Material to process>
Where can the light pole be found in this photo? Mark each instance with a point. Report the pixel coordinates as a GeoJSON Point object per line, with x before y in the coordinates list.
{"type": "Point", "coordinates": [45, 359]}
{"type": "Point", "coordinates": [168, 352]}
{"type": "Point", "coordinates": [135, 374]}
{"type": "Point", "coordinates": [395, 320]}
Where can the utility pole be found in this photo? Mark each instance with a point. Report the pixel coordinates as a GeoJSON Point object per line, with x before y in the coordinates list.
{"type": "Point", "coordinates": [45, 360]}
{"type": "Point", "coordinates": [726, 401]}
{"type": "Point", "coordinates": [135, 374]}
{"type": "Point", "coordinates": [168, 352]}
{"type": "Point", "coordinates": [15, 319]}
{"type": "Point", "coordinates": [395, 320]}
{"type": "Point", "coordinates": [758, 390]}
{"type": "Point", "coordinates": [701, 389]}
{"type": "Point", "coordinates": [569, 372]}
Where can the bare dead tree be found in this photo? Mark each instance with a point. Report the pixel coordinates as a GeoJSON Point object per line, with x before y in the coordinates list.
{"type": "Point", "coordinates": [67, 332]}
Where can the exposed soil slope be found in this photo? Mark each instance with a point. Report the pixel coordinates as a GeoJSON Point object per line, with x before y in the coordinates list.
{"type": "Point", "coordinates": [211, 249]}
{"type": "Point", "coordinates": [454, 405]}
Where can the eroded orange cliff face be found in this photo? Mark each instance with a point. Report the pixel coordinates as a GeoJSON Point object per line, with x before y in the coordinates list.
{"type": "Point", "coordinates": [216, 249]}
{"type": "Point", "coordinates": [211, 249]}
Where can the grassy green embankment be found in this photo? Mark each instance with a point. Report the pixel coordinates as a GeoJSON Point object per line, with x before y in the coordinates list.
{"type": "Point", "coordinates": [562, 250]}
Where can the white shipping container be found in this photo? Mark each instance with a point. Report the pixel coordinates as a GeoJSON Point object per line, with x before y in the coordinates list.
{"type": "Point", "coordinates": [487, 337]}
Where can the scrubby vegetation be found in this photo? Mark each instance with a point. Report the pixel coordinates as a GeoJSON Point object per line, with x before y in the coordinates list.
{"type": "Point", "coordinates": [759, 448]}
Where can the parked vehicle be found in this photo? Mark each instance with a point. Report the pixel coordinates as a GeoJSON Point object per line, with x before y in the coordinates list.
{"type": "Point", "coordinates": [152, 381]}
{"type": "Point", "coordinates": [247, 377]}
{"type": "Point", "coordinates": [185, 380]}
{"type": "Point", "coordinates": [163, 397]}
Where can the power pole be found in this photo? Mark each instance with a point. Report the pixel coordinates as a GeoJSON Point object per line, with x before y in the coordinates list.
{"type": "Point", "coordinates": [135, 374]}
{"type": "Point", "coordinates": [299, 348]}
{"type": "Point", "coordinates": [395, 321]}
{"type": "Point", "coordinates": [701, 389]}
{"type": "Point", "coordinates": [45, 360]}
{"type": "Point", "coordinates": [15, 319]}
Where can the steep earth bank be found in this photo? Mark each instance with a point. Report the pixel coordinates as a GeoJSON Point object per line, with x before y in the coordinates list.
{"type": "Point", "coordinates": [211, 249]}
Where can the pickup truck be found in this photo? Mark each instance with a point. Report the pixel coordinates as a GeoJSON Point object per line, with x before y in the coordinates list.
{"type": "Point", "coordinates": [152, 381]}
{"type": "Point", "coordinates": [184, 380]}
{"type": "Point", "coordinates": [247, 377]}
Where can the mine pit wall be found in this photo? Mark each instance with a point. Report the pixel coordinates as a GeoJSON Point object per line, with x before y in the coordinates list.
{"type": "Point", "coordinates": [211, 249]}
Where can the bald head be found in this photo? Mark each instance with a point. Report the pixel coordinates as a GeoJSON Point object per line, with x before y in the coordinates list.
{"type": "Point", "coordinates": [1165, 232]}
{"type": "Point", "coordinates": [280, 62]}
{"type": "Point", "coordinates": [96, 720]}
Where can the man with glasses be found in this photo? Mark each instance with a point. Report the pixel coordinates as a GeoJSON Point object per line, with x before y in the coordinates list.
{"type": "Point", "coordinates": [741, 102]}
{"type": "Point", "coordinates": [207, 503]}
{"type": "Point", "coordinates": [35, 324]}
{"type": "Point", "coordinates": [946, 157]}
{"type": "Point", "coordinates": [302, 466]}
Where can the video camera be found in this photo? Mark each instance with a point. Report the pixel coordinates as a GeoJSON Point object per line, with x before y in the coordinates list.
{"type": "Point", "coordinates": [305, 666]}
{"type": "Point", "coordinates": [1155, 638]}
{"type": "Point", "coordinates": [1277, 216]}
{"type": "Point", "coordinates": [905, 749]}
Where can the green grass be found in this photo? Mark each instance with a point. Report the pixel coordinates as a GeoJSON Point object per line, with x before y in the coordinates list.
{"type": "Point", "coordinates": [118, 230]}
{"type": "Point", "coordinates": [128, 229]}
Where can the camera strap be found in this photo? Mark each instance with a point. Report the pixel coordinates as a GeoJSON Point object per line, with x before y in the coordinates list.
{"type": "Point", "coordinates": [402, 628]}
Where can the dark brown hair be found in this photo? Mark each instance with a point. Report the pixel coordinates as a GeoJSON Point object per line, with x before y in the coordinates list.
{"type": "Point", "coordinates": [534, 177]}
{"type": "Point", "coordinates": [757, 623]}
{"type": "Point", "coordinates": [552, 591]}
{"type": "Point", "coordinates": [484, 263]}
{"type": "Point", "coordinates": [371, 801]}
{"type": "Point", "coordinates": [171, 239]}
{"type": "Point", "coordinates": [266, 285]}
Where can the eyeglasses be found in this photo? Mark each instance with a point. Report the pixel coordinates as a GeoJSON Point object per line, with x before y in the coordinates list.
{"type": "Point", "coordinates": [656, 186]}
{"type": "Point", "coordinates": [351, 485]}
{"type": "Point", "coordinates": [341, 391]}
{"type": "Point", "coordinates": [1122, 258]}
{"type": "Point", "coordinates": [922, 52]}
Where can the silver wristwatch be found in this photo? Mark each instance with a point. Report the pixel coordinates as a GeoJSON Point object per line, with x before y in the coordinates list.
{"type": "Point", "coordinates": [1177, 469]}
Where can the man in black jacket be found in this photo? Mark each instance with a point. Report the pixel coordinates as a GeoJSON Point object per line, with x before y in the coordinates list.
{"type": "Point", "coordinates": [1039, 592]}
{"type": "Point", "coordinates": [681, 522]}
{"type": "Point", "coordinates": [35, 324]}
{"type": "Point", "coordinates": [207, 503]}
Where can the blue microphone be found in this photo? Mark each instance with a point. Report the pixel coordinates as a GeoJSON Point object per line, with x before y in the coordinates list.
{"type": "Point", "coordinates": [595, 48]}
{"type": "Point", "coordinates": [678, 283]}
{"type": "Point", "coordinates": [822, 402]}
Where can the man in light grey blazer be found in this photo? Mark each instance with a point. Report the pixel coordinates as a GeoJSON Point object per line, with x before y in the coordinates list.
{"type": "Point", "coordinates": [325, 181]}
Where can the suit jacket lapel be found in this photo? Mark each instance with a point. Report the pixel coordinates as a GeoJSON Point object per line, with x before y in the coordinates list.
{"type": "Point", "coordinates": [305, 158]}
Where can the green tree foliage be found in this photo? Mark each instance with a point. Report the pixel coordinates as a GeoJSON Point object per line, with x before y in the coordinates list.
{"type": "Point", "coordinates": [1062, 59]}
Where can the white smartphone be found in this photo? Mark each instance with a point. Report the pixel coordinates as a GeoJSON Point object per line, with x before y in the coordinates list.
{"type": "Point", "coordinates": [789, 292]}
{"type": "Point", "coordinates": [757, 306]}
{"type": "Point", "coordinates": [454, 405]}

Stated problem> Write out every entry exactly as given.

Finished task>
Where can the light pole be found in this photo? Mark each instance with a point. Report the pixel coordinates as a GeoJSON Point object per line, with x before y in the coordinates list.
{"type": "Point", "coordinates": [45, 359]}
{"type": "Point", "coordinates": [168, 352]}
{"type": "Point", "coordinates": [135, 374]}
{"type": "Point", "coordinates": [395, 320]}
Where can the utility pole be found in this photo? Mark each instance with a point. Report the pixel coordinates as a GeoJSON Point object per line, with x before y in the coordinates list.
{"type": "Point", "coordinates": [45, 360]}
{"type": "Point", "coordinates": [726, 401]}
{"type": "Point", "coordinates": [135, 374]}
{"type": "Point", "coordinates": [168, 352]}
{"type": "Point", "coordinates": [15, 319]}
{"type": "Point", "coordinates": [395, 320]}
{"type": "Point", "coordinates": [758, 390]}
{"type": "Point", "coordinates": [701, 389]}
{"type": "Point", "coordinates": [569, 372]}
Where can the bare dead tree be found in this photo? Mark each instance with a point. Report the pixel coordinates as a GeoJSON Point object per line, with x before y in the coordinates list.
{"type": "Point", "coordinates": [67, 332]}
Where can the exposed soil slope be found in this photo? Mark each instance with a point. Report the pixel coordinates as a GeoJSON Point object per line, with x before y in the coordinates list.
{"type": "Point", "coordinates": [211, 249]}
{"type": "Point", "coordinates": [454, 405]}
Where can the eroded orange cliff face be found in this photo? Mark each instance with a point. Report the pixel coordinates as a GeoJSON Point object per line, with x before y in the coordinates list.
{"type": "Point", "coordinates": [216, 249]}
{"type": "Point", "coordinates": [211, 249]}
Where can the grassy green embankment be found in this photo? Mark each instance with a point. Report the pixel coordinates as a GeoJSON Point object per line, with x before y in the coordinates list.
{"type": "Point", "coordinates": [562, 250]}
Where can the white shipping container be found in this photo? Mark each instance with a point. Report the pixel coordinates as a GeoJSON Point object per line, with x before y in the coordinates list.
{"type": "Point", "coordinates": [487, 337]}
Where can the scrubby vegetation be found in this photo? Mark each instance with a point. Report the pixel coordinates as a GeoJSON Point object per line, with x before y in the coordinates list.
{"type": "Point", "coordinates": [759, 448]}
Where can the parked vehicle be found in this photo? Mark each instance with a point. Report the pixel coordinates as a GeoJSON Point object per line, with x before y in the coordinates list.
{"type": "Point", "coordinates": [152, 381]}
{"type": "Point", "coordinates": [247, 377]}
{"type": "Point", "coordinates": [185, 380]}
{"type": "Point", "coordinates": [163, 397]}
Where can the power pole be found in this photo? Mark each instance with a point. Report the pixel coordinates as a GeoJSON Point object per line, with x before y in the coordinates list.
{"type": "Point", "coordinates": [135, 374]}
{"type": "Point", "coordinates": [299, 348]}
{"type": "Point", "coordinates": [395, 321]}
{"type": "Point", "coordinates": [701, 389]}
{"type": "Point", "coordinates": [45, 360]}
{"type": "Point", "coordinates": [15, 319]}
Where can the steep earth bank be found in this photo? Mark each instance with a point. Report the pixel coordinates as a GeoJSON Point object per line, with x before y in the coordinates list.
{"type": "Point", "coordinates": [211, 249]}
Where can the pickup truck be found in this photo? Mark each instance with a point. Report the pixel coordinates as a GeoJSON Point object per line, with x before y in the coordinates list.
{"type": "Point", "coordinates": [152, 381]}
{"type": "Point", "coordinates": [184, 380]}
{"type": "Point", "coordinates": [247, 377]}
Where can the mine pit wall be found in this photo? Mark each instance with a point. Report the pixel coordinates as a GeoJSON Point object per line, with x before y in the coordinates list.
{"type": "Point", "coordinates": [211, 249]}
Where can the bald head be found in this photo? Mark each instance with a point. Report the pixel coordinates as a GeoJSON Point object per line, with x before y in the coordinates list.
{"type": "Point", "coordinates": [1165, 232]}
{"type": "Point", "coordinates": [280, 62]}
{"type": "Point", "coordinates": [96, 720]}
Where can the man with glasses be found in this photo? Mark each instance with a point. Report the pixel coordinates as a GeoJSON Point object per line, with x before y in the coordinates list.
{"type": "Point", "coordinates": [741, 102]}
{"type": "Point", "coordinates": [207, 503]}
{"type": "Point", "coordinates": [35, 324]}
{"type": "Point", "coordinates": [946, 157]}
{"type": "Point", "coordinates": [302, 466]}
Where can the video camera be found in this photo? Mark each instance with a point. Report the pixel coordinates as a GeoJSON Point object per line, with x before y in the coordinates list.
{"type": "Point", "coordinates": [305, 666]}
{"type": "Point", "coordinates": [1155, 638]}
{"type": "Point", "coordinates": [1277, 216]}
{"type": "Point", "coordinates": [905, 749]}
Where can the green grass be found in this photo? Mark each instance with a point. Report the pixel coordinates as a GeoJSON Point object per line, with x before y in the coordinates list.
{"type": "Point", "coordinates": [118, 230]}
{"type": "Point", "coordinates": [128, 229]}
Where can the camera strap be found in this photo? Mark each instance with a point. Report the pixel coordinates as a GeoJSON Point object per line, with x before y in the coordinates list.
{"type": "Point", "coordinates": [402, 628]}
Where can the dark brown hair be found in this photo? Mark each instance with a point. Report the pixel coordinates as a GeoJSON Point object per line, with x before y in the coordinates list.
{"type": "Point", "coordinates": [534, 177]}
{"type": "Point", "coordinates": [757, 623]}
{"type": "Point", "coordinates": [552, 591]}
{"type": "Point", "coordinates": [484, 263]}
{"type": "Point", "coordinates": [371, 801]}
{"type": "Point", "coordinates": [171, 239]}
{"type": "Point", "coordinates": [266, 285]}
Where can the eyeglasses be found in this photo? Mark each instance with a point. Report the pixel coordinates as a GeoJSON Point object per line, with x before y in the coordinates list.
{"type": "Point", "coordinates": [656, 186]}
{"type": "Point", "coordinates": [351, 485]}
{"type": "Point", "coordinates": [341, 391]}
{"type": "Point", "coordinates": [1122, 258]}
{"type": "Point", "coordinates": [922, 52]}
Where can the silver wristwatch be found in this photo? Mark each instance with a point. Report the pixel coordinates as a GeoJSON Point object per line, with x before y in the coordinates list.
{"type": "Point", "coordinates": [1177, 469]}
Where can the man in black jacket be found in this photo? Mark each instance with a point. Report the pixel coordinates as a GeoJSON Point object per line, with x before y in the coordinates list.
{"type": "Point", "coordinates": [1039, 592]}
{"type": "Point", "coordinates": [681, 522]}
{"type": "Point", "coordinates": [35, 324]}
{"type": "Point", "coordinates": [207, 503]}
Where can the blue microphone be found in this photo? Mark each instance with a point. Report the pixel coordinates as a GeoJSON Point object per line, with x before y in the coordinates list.
{"type": "Point", "coordinates": [595, 48]}
{"type": "Point", "coordinates": [678, 283]}
{"type": "Point", "coordinates": [822, 402]}
Where can the man in light grey blazer be found in this photo? Mark each instance with a point. Report the pixel coordinates as a GeoJSON Point object per line, with x before y in the coordinates list.
{"type": "Point", "coordinates": [325, 181]}
Where can the suit jacket lapel be found in this photo? Mark each instance with a point. Report the pixel coordinates as a GeoJSON Point object per line, with x before y in the coordinates list.
{"type": "Point", "coordinates": [305, 158]}
Where can the green tree foliage be found in this photo? Mark each instance with a point. Report the pixel coordinates as a GeoJSON Point object per line, with x before y in the coordinates list.
{"type": "Point", "coordinates": [1062, 59]}
Where can the white smartphone be found in this photo? Mark each instance with a point. Report the pixel coordinates as a GeoJSON Point object per line, with x before y in the coordinates list.
{"type": "Point", "coordinates": [789, 292]}
{"type": "Point", "coordinates": [757, 306]}
{"type": "Point", "coordinates": [454, 405]}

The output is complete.